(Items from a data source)
........
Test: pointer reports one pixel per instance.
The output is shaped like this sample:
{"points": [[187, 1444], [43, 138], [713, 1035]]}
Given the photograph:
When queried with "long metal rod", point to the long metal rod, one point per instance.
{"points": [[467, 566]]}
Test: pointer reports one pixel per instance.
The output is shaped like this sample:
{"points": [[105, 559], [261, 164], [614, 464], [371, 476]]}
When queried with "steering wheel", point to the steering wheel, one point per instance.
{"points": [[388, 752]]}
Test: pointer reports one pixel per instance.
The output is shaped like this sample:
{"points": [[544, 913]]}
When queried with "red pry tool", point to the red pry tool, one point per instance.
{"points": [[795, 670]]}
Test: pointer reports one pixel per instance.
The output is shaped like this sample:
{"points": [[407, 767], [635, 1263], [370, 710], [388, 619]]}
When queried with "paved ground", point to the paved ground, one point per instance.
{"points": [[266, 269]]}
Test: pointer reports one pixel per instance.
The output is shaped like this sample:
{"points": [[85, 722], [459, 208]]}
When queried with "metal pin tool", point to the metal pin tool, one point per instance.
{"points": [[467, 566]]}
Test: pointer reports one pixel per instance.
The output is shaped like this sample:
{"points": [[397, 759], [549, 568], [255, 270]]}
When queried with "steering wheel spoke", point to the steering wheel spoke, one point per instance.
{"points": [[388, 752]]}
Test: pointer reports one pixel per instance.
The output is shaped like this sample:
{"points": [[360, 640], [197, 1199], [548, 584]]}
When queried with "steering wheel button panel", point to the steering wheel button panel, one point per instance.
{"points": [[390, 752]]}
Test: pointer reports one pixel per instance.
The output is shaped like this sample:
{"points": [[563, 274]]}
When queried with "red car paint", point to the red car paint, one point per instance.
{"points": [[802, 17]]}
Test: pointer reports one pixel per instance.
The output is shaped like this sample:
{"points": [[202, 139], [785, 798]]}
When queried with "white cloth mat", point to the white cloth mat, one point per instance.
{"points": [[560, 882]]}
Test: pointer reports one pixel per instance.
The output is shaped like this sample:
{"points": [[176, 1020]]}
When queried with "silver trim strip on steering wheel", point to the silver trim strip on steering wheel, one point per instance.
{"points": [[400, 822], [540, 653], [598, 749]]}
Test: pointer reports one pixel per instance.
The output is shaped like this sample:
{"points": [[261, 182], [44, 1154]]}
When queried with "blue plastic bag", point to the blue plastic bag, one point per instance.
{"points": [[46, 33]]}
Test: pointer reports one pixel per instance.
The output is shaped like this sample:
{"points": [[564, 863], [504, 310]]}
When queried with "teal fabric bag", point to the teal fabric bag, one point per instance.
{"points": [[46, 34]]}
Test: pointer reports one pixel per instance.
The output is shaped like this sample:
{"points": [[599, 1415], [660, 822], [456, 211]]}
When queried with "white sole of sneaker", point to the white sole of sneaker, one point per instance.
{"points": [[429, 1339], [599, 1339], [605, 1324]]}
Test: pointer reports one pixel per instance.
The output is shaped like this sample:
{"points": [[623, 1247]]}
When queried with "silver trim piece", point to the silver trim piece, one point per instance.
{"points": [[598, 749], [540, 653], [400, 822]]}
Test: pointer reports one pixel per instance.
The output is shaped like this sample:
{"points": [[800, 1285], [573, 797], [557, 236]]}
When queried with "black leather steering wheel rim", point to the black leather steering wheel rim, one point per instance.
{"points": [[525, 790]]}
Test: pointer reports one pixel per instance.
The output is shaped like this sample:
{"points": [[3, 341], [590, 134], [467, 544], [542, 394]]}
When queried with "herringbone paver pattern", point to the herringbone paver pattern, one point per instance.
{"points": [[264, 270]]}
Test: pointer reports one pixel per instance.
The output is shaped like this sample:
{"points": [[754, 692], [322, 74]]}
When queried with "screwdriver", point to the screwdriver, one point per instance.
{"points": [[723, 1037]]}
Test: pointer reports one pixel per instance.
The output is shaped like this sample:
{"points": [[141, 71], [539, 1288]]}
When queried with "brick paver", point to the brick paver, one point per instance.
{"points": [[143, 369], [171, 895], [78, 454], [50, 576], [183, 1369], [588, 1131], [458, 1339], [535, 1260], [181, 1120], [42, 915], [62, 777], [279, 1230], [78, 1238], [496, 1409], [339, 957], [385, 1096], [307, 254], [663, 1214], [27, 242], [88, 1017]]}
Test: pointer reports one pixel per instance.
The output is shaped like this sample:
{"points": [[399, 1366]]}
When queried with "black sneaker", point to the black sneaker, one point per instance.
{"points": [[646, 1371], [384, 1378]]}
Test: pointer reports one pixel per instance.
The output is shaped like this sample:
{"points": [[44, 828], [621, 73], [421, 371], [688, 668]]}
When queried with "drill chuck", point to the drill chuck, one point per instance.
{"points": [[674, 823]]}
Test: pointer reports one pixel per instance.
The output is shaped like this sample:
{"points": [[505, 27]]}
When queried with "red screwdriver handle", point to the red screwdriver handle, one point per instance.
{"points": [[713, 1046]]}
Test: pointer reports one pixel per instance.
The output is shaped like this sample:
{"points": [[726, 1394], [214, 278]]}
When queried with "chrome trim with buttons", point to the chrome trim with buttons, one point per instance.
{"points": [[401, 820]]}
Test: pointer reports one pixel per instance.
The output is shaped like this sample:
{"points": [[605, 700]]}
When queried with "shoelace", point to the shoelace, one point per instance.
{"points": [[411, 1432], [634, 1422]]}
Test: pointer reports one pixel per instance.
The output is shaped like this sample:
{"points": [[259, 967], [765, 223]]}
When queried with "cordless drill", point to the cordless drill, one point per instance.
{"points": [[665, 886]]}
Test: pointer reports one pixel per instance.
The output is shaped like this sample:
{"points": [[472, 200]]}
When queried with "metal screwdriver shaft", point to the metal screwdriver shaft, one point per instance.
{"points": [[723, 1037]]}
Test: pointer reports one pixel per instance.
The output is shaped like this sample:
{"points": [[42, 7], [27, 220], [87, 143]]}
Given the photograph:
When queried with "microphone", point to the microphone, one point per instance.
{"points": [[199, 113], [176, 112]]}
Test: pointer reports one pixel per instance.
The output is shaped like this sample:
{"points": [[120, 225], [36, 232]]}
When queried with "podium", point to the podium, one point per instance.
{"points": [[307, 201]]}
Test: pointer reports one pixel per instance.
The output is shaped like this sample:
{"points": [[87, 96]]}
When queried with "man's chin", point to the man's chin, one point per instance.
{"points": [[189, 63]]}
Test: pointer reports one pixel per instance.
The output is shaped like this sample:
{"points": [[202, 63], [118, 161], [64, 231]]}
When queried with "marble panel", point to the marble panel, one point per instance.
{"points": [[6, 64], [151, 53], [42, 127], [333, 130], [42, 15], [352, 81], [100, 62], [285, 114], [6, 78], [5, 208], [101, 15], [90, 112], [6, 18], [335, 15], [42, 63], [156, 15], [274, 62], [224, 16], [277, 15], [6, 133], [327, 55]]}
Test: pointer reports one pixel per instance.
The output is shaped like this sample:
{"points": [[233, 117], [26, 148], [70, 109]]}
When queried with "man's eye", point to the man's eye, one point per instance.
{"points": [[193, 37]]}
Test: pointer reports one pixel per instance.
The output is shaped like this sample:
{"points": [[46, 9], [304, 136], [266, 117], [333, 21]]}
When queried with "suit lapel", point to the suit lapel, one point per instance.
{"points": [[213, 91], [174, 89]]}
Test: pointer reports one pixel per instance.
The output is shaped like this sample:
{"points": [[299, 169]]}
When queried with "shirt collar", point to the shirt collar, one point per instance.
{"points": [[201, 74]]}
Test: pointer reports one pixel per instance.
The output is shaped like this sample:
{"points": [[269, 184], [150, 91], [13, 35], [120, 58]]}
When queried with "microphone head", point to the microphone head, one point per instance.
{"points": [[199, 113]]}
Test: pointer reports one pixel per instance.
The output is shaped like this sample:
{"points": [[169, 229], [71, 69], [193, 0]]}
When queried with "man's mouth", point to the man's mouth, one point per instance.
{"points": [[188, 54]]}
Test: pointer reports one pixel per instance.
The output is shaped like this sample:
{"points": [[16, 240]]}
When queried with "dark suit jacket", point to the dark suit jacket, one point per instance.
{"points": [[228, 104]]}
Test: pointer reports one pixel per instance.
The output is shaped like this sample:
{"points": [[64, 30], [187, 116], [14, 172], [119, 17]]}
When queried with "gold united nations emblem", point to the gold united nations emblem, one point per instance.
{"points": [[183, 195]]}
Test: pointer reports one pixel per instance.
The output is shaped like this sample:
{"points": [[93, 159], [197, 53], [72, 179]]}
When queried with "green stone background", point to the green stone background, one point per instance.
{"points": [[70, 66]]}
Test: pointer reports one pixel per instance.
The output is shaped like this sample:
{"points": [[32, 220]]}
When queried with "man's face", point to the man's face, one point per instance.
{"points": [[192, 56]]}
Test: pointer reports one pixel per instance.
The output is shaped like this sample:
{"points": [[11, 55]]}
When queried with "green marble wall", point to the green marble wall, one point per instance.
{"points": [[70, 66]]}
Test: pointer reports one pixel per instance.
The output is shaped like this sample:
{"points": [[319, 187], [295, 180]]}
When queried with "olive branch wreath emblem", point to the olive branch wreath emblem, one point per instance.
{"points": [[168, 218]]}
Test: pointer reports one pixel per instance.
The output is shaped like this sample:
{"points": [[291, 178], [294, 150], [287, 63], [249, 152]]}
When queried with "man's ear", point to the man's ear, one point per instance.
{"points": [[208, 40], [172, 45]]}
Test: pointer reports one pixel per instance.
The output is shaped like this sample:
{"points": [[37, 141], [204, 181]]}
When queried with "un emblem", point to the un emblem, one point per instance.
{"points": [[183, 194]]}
........
» Exercise prompt
With the line containing "background, one point per instance." as the first and the last line of the records as the final one, print exactly the lines in that span.

» Result of the exercise
When queried with "green stone background", point to the green stone background, one point per instance.
{"points": [[70, 66]]}
Test: pointer reports one pixel per instance.
The output is shaped like this sample:
{"points": [[32, 220]]}
When queried with "man's face", point to the man's face, one point per instance.
{"points": [[192, 56]]}
Test: pointer reports one pixel per instance.
The output is shaped like this sample:
{"points": [[11, 55]]}
When queried with "green marble wall", point to the green marble wall, one point per instance.
{"points": [[70, 66]]}
Test: pointer reports one pixel per instance.
The output is shaped like this sample:
{"points": [[319, 187], [295, 180]]}
When queried with "olive branch wreath emblem", point to the olive branch wreath emblem, one point per instance.
{"points": [[168, 218]]}
Test: pointer reports one pixel per instance.
The output is shaped like this sample:
{"points": [[291, 178], [294, 150], [287, 63], [249, 152]]}
When queried with "man's ear", point to the man's ear, one point per instance.
{"points": [[208, 40], [172, 45]]}
Test: pointer reports one pixel per instance.
The output is shaped like this sample:
{"points": [[37, 141], [204, 181]]}
When queried with "un emblem", point to the un emblem, one point per instance.
{"points": [[183, 194]]}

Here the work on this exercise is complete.